Collect each line of the records below that contains the string "tractor", treating uppercase and lowercase as distinct.

-- Entries supplied start --

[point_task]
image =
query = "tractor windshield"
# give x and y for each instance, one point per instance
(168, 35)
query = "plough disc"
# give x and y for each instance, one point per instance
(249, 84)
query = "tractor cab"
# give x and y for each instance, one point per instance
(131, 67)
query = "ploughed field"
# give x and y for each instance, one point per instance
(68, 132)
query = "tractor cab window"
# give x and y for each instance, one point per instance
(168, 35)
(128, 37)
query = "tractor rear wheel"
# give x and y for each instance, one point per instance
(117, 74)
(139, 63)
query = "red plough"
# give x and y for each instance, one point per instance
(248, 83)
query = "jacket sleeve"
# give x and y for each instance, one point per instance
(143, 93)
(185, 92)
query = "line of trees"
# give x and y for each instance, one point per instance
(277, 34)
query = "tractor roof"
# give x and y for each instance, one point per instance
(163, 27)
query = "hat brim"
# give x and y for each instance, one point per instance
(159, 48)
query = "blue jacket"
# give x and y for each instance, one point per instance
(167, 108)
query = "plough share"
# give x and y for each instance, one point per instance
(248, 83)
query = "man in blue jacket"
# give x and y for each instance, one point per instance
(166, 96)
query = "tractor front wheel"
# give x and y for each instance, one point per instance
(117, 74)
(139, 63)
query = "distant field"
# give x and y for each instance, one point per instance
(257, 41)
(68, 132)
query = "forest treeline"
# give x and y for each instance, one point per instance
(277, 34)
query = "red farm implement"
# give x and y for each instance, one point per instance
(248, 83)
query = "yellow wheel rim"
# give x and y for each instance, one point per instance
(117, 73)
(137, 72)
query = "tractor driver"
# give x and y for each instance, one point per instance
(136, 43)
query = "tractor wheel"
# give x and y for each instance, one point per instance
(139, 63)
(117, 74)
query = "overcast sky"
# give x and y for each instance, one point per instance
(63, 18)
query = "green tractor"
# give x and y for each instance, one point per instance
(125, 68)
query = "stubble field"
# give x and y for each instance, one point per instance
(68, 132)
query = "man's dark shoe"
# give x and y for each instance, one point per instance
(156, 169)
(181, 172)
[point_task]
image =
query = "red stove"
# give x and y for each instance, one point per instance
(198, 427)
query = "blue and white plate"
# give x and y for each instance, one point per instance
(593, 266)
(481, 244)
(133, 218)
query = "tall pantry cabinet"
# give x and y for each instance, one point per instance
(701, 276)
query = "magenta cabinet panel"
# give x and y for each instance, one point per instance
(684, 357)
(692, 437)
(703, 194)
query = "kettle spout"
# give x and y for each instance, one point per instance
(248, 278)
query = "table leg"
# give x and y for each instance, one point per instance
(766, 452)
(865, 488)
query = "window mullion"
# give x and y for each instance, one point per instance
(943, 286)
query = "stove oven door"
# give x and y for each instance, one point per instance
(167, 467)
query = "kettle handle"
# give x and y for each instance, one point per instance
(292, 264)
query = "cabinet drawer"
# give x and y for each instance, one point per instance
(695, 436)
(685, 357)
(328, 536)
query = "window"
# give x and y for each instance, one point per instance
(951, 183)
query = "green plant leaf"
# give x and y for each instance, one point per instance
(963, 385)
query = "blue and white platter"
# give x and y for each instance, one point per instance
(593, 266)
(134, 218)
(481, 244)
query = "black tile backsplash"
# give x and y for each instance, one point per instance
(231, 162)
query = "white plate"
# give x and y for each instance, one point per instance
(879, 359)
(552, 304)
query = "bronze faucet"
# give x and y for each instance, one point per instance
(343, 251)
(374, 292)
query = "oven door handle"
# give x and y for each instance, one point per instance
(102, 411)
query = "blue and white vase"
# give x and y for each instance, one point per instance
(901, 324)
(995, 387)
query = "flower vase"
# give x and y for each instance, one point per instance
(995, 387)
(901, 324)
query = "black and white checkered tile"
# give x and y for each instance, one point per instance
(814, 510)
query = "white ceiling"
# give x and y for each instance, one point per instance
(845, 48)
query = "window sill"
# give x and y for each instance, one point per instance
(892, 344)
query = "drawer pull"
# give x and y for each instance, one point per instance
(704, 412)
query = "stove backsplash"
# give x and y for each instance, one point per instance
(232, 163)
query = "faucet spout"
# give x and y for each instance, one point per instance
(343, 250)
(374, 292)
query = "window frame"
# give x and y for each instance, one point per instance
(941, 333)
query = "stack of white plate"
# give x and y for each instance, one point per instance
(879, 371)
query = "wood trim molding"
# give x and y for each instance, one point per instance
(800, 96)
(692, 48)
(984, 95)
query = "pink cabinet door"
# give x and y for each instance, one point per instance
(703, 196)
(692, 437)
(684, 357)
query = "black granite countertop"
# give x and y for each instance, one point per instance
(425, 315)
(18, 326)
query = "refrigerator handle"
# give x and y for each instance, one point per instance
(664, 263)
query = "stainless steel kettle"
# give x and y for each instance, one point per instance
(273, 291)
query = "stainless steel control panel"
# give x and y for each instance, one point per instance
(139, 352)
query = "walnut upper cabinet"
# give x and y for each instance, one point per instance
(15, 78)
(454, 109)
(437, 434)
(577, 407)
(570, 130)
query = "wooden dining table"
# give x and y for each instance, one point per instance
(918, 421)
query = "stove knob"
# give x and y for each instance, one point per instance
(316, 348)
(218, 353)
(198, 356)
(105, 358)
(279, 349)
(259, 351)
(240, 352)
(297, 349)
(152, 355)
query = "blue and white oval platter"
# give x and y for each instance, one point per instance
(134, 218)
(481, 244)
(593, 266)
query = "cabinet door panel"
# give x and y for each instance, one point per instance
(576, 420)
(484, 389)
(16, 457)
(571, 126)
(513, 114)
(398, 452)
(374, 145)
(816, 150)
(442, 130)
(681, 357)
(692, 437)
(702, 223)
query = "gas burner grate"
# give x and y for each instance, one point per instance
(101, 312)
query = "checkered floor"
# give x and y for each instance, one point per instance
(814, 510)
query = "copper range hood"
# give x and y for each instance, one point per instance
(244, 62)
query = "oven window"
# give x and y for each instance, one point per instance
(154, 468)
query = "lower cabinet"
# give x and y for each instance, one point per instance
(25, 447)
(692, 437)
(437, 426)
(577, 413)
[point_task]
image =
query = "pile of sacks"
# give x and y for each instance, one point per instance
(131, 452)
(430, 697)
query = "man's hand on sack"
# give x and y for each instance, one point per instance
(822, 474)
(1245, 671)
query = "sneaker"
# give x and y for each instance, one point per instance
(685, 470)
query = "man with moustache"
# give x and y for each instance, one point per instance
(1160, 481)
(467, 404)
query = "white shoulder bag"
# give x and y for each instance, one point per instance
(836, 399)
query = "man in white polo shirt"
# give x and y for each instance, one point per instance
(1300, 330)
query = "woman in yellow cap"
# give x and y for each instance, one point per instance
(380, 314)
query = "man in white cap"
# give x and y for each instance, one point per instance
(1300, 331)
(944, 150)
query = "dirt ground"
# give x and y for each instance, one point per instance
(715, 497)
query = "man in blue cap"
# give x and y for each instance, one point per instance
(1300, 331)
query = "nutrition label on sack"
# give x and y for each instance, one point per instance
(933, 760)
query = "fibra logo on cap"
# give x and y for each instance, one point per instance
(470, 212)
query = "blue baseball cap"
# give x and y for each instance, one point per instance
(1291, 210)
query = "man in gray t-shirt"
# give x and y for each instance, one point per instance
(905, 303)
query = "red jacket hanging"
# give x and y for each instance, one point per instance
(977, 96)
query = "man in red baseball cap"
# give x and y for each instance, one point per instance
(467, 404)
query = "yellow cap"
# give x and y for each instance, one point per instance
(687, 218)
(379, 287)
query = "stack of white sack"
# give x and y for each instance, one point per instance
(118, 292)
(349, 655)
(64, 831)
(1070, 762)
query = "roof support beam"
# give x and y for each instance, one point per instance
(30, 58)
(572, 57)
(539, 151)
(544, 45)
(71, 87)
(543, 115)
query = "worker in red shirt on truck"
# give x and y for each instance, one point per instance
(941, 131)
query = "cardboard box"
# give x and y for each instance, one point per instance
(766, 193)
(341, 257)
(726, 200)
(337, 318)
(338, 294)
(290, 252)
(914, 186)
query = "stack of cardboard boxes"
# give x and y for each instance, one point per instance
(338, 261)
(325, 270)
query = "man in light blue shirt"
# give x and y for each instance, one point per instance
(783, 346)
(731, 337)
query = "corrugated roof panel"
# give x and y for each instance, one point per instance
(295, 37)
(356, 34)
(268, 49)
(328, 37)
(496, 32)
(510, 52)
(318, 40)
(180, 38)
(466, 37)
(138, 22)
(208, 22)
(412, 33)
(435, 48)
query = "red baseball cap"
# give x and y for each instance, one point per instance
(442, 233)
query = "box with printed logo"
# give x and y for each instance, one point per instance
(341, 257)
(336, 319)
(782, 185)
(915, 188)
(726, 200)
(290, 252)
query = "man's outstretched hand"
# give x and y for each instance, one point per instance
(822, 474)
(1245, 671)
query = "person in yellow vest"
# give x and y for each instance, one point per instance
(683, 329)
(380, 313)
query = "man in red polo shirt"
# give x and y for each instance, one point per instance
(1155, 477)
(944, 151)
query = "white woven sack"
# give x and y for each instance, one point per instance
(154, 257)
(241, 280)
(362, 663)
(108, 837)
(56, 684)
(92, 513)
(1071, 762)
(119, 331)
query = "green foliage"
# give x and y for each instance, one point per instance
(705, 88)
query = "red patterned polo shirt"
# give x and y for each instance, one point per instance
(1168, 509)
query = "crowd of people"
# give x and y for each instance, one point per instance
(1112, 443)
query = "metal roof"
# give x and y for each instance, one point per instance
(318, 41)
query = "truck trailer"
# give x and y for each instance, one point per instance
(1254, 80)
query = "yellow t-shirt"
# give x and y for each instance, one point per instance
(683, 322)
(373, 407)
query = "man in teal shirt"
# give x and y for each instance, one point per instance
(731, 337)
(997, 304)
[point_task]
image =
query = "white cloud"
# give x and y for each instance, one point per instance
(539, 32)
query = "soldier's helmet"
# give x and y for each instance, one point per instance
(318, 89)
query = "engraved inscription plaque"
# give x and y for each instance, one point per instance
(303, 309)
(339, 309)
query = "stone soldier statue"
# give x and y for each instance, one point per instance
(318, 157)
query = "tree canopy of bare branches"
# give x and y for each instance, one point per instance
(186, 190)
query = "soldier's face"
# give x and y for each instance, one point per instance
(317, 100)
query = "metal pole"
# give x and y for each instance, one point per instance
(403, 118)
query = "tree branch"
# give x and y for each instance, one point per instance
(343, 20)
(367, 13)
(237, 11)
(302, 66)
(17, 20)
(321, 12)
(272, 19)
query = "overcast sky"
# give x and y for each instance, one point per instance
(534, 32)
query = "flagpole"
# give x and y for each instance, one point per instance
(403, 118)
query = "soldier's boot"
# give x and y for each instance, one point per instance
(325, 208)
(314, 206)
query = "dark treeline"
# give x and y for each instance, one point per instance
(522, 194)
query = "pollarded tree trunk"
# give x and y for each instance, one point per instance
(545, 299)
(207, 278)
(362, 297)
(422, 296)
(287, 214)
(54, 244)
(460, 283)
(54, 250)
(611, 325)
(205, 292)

-- Entries supplied end --

• _Answer below_:
query = "tractor windshield"
query = "tractor cab"
query = "tractor cab window"
query = "tractor rear wheel"
query = "tractor roof"
query = "tractor front wheel"
query = "tractor driver"
query = "tractor wheel"
query = "green tractor"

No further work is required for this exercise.